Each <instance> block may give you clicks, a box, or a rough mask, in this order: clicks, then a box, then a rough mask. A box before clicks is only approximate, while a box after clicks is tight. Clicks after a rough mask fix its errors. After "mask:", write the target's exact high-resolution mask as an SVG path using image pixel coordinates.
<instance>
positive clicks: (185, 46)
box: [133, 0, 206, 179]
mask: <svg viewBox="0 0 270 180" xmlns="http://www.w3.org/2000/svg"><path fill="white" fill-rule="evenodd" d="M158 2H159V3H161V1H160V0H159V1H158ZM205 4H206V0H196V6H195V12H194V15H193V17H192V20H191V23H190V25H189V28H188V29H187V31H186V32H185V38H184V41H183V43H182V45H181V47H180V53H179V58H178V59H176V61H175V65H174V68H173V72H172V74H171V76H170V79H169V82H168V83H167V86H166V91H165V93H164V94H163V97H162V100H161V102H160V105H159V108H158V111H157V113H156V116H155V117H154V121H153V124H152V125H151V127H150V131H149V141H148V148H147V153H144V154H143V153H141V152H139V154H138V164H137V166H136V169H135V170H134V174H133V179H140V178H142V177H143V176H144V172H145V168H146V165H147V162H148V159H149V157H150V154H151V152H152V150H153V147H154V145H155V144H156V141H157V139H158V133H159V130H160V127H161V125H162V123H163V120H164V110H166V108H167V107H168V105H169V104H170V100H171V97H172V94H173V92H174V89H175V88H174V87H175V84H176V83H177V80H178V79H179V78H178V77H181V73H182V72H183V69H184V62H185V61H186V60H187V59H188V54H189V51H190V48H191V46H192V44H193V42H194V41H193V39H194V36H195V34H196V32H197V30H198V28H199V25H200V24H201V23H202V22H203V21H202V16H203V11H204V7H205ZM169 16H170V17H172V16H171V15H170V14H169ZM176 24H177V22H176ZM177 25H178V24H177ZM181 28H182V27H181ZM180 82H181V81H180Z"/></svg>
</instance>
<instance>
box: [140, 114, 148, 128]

────

§ WHAT TO DO
Rewrite all of the listing with every "rough mask" changed to "coarse mask", leaving everything else unchanged.

§ EXERCISE SOLUTION
Each <instance> block may give you clicks, a box, or a coarse mask, in this order: clicks, then a box, then a coarse mask. A box before clicks is only approximate, while a box after clicks is tight. Clicks after a coarse mask fix its errors. After "mask:", write the target's exact high-resolution mask as an SVG path using image pixel coordinates.
<instance>
positive clicks: (185, 46)
box: [133, 0, 206, 179]
mask: <svg viewBox="0 0 270 180" xmlns="http://www.w3.org/2000/svg"><path fill="white" fill-rule="evenodd" d="M158 2H159V3H161V1H160V0H159V1H158ZM205 4H206V0H196V6H195V12H194V15H193V17H192V20H191V23H190V25H189V28H188V29H187V31H186V32H185V38H184V41H183V43H182V45H181V47H180V53H179V58H178V59H176V61H175V65H174V68H173V72H172V74H171V76H170V79H169V82H168V83H167V86H166V91H165V93H164V94H163V97H162V100H161V102H160V105H159V108H158V111H157V113H156V116H155V117H154V121H153V124H152V125H151V127H150V131H149V141H148V148H147V153H144V154H143V153H141V152H139V154H138V164H137V166H136V169H135V170H134V174H133V179H140V178H142V177H143V176H144V172H145V168H146V165H147V162H148V159H149V157H150V154H151V152H152V150H153V147H154V145H155V144H156V141H157V139H158V133H159V130H160V127H161V125H162V123H163V120H164V110H166V108H167V107H168V105H169V104H170V100H171V97H172V94H173V92H174V89H175V88H174V87H175V84H176V83H177V80H178V79H179V78H178V77H181V73H182V72H183V69H184V62H185V61H186V60H187V59H188V54H189V51H190V48H191V46H192V44H193V42H194V41H193V39H194V36H195V34H196V32H197V30H198V28H199V25H200V24H201V23H202V22H203V21H202V16H203V11H204V7H205ZM169 16H170V17H172V16H171V15H170V14H169ZM176 24H177V22H176ZM177 25H178V24H177ZM181 28H182V27H181ZM180 82H181V81H180Z"/></svg>
</instance>
<instance>
box: [140, 114, 148, 128]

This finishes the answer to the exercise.